Study material section start

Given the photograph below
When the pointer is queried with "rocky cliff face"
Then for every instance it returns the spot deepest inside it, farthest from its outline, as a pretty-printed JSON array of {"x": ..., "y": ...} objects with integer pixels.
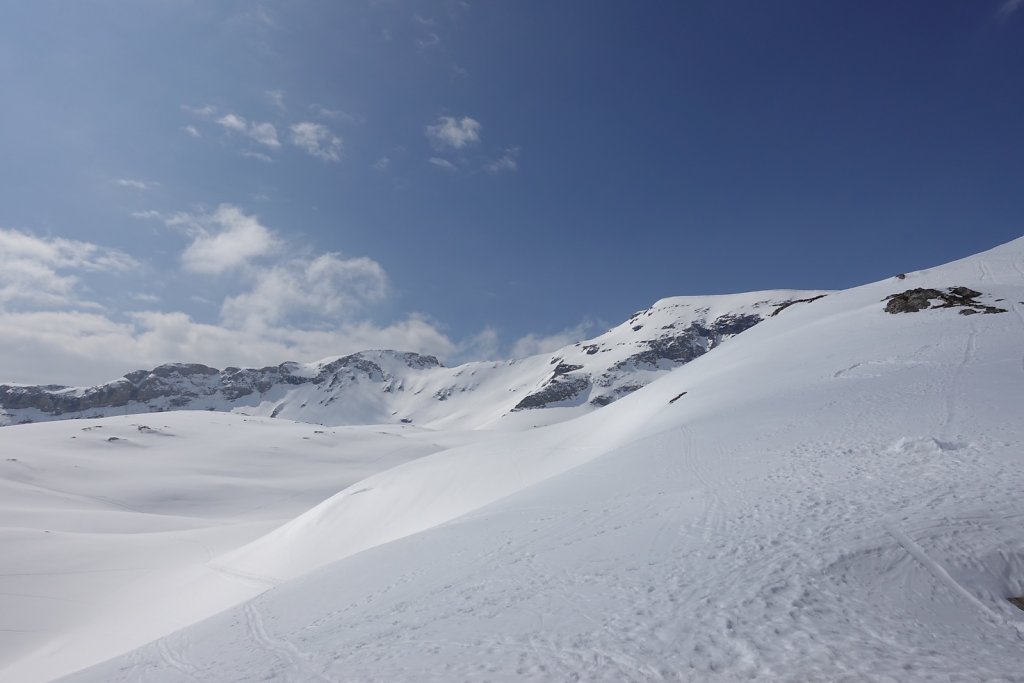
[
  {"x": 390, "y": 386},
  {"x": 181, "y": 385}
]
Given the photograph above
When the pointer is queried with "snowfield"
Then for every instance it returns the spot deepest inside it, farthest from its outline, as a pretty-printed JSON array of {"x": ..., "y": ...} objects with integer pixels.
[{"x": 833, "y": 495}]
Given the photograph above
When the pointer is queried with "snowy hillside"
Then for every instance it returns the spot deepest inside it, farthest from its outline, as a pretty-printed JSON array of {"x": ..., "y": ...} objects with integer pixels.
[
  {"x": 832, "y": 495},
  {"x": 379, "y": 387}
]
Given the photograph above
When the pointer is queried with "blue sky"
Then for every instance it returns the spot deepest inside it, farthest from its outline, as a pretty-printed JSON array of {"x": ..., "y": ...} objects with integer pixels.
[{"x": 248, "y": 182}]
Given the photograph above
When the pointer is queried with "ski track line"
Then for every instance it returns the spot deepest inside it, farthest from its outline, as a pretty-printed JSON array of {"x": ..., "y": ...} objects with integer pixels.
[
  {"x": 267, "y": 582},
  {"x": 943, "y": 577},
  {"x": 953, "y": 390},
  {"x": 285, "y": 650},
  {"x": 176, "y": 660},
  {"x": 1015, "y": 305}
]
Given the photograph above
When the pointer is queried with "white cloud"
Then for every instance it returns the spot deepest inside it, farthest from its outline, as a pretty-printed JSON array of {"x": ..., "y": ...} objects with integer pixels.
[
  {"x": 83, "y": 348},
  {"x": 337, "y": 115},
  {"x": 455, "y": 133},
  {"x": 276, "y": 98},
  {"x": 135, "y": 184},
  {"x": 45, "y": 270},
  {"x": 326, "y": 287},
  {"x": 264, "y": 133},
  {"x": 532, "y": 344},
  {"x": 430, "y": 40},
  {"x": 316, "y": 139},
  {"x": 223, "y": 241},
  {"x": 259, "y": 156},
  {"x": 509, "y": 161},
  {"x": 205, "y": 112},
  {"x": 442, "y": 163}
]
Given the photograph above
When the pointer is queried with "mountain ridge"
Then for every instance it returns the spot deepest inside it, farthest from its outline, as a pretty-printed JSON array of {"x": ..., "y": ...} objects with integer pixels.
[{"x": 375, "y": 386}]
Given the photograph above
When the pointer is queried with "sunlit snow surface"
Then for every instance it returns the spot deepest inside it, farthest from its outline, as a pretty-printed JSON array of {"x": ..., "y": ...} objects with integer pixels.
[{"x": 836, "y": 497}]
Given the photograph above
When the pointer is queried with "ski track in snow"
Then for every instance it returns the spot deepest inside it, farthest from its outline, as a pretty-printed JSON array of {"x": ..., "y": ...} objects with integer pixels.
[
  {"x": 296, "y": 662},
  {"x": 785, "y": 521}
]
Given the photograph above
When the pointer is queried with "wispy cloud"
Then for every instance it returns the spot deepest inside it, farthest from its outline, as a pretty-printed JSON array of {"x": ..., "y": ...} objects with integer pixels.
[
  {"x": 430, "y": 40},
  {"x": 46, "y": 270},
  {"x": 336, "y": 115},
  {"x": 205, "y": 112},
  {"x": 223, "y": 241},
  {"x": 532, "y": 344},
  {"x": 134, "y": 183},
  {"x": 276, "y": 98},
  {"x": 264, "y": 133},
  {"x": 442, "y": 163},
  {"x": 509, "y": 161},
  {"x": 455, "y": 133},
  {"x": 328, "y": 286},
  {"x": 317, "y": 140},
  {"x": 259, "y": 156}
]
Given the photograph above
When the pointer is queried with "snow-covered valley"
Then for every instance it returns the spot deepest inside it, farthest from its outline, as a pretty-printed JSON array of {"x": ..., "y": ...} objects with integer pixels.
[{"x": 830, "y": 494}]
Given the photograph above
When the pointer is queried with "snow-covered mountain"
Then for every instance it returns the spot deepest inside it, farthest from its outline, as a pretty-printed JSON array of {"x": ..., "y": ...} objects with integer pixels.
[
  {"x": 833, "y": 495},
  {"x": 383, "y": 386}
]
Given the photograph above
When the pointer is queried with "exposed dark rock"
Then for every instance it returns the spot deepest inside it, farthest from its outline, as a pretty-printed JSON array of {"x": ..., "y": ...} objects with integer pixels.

Study material section end
Study material section start

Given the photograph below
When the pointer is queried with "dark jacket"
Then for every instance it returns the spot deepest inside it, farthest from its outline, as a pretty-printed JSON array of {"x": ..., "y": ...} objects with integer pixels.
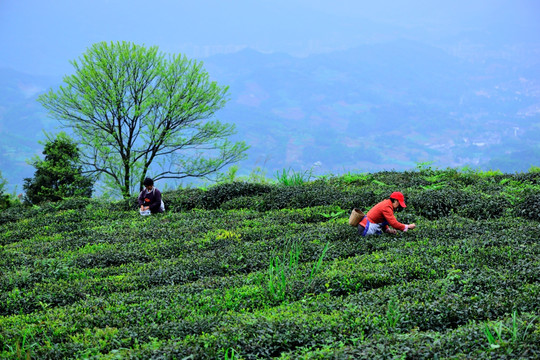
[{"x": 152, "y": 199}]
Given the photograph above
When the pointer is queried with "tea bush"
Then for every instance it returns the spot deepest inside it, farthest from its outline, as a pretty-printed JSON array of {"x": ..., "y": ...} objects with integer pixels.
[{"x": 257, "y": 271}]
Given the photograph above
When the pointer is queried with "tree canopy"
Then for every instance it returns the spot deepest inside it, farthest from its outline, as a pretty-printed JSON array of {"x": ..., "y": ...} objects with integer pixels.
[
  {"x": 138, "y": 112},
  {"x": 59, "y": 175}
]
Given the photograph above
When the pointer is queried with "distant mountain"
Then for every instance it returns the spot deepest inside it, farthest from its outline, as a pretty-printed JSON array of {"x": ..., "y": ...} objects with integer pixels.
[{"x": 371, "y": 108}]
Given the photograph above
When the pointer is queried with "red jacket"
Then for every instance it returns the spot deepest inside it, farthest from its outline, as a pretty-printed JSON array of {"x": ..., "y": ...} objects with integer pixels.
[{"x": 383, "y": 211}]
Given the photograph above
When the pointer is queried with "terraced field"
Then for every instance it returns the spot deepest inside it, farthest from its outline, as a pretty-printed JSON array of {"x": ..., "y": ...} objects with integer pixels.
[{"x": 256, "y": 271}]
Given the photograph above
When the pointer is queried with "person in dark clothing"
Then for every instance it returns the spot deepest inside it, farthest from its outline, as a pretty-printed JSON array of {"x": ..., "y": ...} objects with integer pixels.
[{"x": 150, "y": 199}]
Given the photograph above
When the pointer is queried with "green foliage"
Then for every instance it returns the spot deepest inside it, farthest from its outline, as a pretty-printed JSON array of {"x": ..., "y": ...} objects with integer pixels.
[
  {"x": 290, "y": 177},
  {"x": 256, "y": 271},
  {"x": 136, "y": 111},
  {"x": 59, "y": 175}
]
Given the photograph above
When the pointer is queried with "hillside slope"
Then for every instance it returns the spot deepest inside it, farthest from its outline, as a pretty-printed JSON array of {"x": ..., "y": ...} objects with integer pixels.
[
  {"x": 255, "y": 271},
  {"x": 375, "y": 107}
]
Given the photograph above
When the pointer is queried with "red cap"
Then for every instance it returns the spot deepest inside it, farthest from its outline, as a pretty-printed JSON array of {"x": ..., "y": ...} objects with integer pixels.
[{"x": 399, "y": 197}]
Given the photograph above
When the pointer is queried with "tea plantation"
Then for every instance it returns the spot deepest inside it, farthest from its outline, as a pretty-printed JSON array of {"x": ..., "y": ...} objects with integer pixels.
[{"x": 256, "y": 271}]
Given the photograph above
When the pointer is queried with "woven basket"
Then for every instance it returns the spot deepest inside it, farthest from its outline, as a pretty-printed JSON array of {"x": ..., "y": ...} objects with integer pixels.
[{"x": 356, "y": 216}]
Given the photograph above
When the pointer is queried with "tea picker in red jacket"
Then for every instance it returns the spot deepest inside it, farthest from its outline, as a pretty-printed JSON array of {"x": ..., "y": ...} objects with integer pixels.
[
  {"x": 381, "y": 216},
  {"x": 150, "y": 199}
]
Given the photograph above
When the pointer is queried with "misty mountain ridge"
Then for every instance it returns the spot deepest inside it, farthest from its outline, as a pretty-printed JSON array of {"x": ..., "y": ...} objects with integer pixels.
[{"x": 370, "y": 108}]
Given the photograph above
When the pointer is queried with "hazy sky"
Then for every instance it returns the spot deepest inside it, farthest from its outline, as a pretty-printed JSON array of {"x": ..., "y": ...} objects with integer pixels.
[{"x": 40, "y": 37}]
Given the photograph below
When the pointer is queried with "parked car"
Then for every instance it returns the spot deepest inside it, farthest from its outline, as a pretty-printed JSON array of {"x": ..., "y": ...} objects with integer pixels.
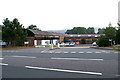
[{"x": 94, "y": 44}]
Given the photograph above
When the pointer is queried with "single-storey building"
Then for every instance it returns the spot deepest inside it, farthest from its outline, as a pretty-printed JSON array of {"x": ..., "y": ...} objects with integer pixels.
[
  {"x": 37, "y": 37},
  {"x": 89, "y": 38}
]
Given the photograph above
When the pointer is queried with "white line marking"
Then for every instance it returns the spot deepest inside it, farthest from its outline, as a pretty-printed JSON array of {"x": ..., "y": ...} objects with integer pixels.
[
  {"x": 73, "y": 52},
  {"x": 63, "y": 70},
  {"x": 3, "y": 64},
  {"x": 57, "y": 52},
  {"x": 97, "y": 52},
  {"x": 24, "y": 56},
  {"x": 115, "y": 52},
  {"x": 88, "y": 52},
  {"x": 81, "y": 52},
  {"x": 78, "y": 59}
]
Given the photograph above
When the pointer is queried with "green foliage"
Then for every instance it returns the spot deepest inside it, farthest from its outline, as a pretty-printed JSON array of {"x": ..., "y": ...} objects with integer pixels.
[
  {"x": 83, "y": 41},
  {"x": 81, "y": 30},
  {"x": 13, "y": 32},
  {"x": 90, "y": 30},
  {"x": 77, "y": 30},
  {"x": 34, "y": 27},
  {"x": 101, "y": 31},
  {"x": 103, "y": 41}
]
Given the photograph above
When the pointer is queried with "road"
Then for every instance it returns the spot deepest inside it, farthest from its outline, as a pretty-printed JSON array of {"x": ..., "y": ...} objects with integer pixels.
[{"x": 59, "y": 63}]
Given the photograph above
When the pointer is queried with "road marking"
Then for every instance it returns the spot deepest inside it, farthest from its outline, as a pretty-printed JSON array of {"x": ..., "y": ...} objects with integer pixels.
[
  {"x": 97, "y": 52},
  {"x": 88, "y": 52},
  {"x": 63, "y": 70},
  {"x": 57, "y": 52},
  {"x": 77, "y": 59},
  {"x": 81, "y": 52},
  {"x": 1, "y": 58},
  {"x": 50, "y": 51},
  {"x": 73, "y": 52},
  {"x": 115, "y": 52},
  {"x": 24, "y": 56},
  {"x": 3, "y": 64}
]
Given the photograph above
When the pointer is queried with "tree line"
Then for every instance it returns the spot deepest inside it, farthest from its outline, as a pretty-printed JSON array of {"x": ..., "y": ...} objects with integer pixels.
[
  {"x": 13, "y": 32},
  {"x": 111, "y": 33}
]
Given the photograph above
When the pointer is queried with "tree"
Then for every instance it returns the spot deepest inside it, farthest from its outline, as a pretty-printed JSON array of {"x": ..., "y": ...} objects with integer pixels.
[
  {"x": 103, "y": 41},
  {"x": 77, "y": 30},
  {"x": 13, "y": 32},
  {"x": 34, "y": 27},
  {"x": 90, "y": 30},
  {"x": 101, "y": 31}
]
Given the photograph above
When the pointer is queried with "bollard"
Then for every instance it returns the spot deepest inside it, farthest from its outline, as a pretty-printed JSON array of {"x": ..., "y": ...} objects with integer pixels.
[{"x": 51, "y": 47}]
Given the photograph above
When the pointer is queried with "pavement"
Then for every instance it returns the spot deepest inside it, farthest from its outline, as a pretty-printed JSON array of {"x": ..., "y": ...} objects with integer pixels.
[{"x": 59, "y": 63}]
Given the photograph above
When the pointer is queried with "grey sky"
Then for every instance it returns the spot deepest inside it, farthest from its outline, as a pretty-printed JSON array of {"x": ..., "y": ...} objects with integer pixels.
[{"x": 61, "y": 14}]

Study material section end
Study material section start

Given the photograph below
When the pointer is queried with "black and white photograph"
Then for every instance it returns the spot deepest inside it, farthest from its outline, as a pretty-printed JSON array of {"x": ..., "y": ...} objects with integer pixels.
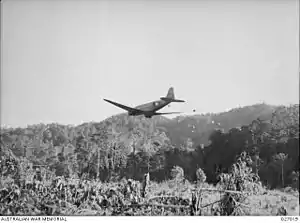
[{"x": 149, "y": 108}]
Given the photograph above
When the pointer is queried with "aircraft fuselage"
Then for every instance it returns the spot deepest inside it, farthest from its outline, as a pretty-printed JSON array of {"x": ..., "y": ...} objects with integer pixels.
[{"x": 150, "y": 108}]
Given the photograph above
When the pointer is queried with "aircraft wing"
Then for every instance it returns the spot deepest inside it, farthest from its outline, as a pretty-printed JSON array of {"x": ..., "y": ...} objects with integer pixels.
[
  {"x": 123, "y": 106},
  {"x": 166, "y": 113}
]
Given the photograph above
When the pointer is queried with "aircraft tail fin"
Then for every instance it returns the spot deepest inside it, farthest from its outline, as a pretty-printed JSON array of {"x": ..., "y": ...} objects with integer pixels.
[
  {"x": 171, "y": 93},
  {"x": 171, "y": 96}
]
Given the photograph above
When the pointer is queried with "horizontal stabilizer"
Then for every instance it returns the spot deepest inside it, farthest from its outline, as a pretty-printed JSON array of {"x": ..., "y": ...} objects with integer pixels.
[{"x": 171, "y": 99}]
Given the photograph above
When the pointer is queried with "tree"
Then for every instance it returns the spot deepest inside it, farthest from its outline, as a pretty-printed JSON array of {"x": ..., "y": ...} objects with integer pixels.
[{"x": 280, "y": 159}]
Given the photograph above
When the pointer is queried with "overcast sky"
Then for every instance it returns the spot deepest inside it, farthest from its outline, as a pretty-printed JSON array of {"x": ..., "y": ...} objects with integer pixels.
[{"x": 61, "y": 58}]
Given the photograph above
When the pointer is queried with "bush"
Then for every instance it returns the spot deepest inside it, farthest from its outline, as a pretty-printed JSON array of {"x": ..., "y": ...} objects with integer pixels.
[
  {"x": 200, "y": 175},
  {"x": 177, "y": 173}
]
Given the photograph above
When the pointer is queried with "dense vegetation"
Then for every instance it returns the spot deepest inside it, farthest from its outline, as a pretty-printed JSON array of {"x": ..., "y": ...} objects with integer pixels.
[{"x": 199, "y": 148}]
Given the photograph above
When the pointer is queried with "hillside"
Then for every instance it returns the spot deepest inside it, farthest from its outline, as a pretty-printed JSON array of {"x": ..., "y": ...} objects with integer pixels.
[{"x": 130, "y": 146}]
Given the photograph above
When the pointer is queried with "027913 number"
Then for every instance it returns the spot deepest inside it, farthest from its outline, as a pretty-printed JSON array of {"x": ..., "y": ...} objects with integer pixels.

Study material section end

- _How to complete this task_: Could you report how many lines of the entries include the word "mountain"? Only the number is needed.

- _Answer space_: 4